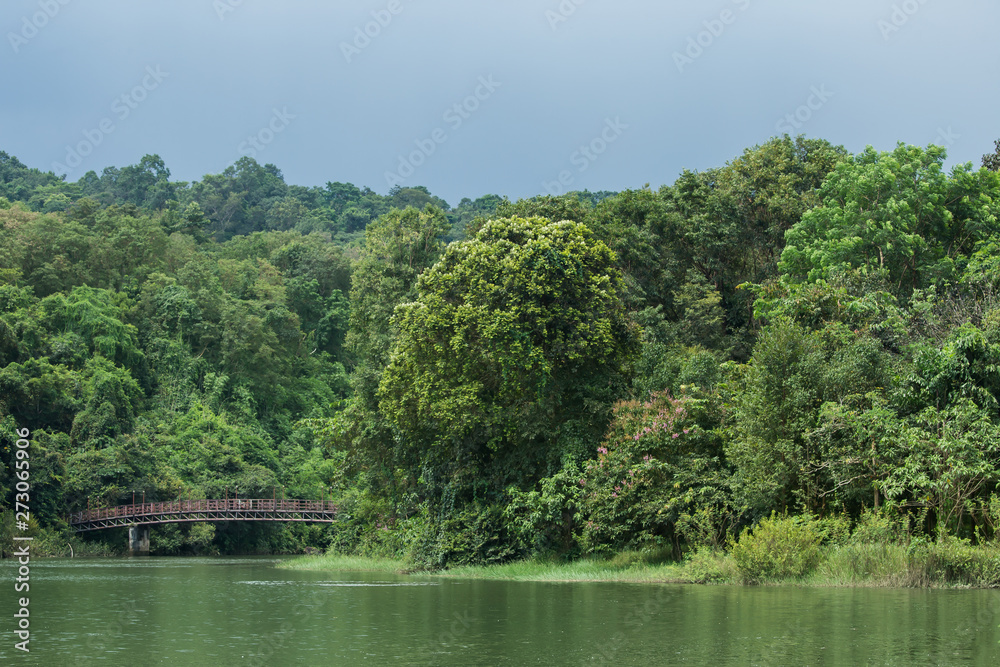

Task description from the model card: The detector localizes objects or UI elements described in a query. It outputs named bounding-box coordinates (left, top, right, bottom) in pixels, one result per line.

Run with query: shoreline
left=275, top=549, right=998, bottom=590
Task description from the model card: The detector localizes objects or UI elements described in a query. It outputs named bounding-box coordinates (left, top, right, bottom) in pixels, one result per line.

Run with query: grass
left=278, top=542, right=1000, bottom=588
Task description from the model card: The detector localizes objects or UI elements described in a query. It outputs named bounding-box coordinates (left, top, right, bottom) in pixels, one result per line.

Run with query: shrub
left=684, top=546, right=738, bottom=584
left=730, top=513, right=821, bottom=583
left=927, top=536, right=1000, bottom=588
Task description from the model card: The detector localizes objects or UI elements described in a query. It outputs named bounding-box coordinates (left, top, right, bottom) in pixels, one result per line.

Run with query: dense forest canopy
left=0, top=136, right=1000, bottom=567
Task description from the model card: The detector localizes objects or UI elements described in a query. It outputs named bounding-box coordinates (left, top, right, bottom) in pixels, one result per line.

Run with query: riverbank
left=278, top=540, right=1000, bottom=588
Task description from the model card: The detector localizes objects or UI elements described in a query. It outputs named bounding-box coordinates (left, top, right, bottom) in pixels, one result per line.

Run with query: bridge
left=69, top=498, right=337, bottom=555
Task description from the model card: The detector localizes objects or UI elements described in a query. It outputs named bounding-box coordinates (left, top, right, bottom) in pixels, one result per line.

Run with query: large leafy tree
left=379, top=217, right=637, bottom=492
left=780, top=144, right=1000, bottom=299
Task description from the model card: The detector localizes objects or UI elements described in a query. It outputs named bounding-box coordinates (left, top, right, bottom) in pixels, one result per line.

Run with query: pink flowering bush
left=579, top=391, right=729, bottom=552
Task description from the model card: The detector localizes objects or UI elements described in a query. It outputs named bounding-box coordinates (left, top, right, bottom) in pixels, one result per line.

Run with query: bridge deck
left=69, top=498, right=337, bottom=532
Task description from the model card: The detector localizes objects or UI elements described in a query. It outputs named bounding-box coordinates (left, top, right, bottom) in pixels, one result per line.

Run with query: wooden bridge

::::

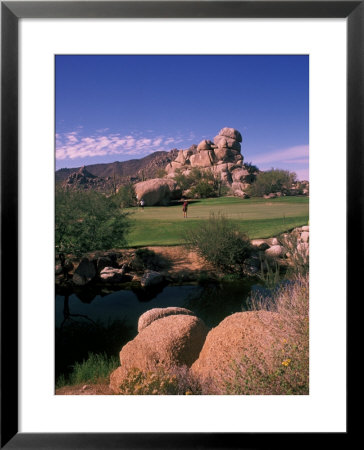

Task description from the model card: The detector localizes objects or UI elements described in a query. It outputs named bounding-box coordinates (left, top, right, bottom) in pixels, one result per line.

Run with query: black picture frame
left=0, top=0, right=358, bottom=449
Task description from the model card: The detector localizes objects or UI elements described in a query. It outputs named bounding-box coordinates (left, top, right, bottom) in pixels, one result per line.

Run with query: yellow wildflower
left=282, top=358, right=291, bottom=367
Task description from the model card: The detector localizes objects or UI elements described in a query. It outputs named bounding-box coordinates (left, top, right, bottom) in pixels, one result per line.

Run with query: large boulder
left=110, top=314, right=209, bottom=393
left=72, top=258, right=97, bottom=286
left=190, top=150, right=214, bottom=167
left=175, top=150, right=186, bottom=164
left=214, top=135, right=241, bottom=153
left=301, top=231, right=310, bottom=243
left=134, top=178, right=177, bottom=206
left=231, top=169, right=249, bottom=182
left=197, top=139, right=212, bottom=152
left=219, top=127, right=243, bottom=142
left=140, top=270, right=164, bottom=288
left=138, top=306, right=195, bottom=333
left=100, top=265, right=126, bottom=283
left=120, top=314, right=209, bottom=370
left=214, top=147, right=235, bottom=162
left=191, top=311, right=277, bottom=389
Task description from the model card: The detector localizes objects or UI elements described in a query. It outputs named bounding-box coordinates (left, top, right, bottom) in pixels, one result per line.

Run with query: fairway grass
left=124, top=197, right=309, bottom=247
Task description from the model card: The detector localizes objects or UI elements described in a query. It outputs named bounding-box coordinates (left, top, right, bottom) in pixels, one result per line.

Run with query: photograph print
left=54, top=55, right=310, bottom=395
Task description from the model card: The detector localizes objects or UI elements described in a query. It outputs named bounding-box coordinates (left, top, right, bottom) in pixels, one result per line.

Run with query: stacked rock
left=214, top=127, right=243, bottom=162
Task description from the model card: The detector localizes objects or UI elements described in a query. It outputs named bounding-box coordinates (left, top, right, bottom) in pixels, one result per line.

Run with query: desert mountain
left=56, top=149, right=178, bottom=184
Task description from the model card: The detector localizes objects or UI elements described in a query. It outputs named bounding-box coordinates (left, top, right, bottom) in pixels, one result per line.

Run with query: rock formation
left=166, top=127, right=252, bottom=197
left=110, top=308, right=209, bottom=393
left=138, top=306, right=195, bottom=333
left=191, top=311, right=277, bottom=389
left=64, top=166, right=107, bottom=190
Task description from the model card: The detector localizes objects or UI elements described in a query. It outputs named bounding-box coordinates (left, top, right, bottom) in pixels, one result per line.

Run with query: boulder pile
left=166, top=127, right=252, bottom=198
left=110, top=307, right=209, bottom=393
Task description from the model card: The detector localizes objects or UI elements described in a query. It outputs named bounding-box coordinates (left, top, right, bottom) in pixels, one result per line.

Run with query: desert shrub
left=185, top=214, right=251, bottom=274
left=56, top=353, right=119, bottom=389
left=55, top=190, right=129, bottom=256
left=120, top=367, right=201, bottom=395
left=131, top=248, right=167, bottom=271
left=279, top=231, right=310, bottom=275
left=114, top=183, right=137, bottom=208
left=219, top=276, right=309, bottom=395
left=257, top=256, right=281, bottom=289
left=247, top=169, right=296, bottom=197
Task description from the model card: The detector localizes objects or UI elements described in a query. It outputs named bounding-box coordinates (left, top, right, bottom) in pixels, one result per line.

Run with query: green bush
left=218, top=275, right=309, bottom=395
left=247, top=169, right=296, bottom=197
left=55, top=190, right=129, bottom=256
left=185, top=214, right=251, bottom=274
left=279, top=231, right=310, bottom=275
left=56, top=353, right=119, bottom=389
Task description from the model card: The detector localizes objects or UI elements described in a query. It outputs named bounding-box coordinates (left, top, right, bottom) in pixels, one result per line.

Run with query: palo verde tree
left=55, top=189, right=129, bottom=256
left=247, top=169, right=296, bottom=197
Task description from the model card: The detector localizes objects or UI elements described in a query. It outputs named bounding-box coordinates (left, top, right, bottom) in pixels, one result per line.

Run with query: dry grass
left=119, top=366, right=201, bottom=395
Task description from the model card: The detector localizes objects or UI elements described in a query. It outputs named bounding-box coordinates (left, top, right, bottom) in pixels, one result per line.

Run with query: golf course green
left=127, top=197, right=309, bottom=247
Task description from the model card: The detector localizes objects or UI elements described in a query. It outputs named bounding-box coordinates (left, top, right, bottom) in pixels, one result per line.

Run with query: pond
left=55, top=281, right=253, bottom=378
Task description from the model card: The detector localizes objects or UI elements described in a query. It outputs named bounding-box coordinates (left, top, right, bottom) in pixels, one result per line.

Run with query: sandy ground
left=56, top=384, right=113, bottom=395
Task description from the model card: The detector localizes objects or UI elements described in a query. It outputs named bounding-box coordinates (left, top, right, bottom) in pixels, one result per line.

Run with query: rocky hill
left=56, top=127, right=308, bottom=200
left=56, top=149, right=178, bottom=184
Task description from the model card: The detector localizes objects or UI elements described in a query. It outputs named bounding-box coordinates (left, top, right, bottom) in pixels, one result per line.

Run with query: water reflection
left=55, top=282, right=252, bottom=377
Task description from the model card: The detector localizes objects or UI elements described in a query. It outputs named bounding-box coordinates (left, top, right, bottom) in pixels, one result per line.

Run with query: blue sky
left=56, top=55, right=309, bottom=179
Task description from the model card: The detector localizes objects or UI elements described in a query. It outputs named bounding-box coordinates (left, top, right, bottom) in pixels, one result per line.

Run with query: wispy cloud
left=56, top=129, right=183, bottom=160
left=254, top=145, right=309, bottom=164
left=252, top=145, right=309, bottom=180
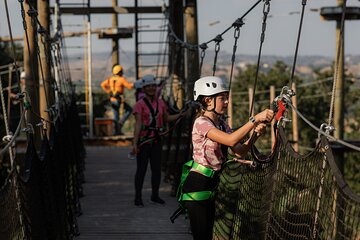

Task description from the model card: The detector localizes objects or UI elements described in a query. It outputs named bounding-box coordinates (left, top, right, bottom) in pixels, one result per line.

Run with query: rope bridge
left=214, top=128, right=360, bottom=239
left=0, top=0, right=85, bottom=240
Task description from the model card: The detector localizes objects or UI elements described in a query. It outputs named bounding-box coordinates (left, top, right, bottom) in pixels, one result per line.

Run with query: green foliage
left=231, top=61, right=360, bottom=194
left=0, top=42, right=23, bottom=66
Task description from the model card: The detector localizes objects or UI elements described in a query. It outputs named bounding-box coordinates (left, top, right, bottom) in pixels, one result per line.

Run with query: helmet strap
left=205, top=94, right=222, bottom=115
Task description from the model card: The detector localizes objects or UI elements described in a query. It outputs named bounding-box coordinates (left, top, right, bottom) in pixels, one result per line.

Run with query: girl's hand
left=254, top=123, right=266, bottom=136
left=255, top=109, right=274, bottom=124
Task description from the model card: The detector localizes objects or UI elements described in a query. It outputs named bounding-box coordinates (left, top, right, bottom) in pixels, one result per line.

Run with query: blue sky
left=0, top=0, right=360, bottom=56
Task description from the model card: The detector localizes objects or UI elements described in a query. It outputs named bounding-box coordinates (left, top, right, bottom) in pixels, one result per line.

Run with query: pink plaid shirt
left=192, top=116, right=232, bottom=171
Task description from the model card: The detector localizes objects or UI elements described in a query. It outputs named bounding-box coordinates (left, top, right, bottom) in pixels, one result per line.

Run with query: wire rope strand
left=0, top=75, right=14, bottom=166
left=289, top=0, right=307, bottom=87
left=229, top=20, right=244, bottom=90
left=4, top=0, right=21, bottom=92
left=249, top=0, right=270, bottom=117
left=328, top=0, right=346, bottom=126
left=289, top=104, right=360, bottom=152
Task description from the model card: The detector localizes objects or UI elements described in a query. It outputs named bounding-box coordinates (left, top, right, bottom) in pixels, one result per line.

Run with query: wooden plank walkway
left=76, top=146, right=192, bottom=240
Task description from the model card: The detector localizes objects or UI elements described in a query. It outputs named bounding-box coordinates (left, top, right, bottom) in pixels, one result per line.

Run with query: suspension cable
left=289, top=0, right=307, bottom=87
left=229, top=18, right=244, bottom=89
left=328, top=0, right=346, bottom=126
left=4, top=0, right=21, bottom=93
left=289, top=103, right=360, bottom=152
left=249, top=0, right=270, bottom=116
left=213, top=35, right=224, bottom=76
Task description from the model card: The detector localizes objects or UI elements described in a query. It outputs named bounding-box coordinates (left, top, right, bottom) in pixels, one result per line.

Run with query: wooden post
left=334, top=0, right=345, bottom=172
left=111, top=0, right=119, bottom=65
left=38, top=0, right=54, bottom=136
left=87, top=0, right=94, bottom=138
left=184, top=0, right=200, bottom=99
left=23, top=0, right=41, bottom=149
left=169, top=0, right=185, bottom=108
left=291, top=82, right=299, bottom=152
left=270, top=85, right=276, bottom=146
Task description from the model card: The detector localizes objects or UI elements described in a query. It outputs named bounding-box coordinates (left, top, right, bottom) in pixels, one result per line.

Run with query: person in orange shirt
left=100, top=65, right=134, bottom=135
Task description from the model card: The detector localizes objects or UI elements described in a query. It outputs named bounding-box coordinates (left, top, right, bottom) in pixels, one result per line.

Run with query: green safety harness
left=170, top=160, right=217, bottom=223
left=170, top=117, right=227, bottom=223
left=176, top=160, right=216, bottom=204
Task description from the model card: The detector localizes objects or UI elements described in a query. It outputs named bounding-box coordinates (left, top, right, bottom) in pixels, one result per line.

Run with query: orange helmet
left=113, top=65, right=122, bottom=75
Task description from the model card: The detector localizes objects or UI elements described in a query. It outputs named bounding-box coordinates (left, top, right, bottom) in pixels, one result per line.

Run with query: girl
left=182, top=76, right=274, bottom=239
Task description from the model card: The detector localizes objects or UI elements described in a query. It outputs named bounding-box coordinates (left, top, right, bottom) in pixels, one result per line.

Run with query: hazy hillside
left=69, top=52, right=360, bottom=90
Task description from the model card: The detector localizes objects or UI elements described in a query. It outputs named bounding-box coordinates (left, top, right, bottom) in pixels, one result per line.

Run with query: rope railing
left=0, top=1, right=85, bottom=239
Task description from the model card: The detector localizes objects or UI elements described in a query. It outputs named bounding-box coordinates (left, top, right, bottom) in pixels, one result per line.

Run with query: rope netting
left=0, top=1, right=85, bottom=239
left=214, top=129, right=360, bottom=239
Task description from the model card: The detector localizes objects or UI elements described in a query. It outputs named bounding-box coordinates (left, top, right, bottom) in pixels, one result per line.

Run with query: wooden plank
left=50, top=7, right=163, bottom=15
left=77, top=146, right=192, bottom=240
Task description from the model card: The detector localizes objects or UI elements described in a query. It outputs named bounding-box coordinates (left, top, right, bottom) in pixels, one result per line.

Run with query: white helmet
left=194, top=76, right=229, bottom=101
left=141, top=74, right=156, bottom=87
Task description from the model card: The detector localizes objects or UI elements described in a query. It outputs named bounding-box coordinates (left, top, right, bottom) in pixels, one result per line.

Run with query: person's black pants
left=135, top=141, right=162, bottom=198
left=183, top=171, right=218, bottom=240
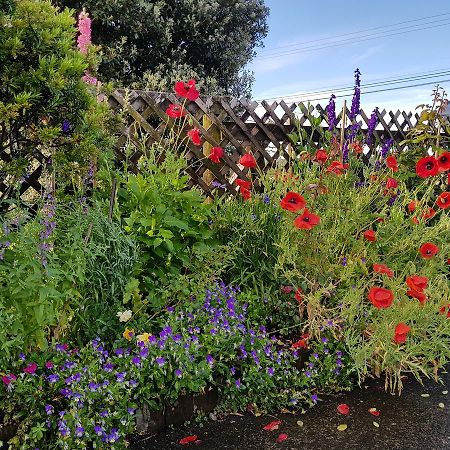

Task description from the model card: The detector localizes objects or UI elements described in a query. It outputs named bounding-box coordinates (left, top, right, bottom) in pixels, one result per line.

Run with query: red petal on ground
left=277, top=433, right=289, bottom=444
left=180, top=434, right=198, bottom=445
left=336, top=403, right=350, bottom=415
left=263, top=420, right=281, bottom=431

::::

■ **Problem to work on**:
Copy out each line of the listing above that contains the string "helmet". Treat uppercase and lowercase as different.

■ **Completed task**:
Run with query: helmet strap
Run with query: orange helmet
Run with query: white helmet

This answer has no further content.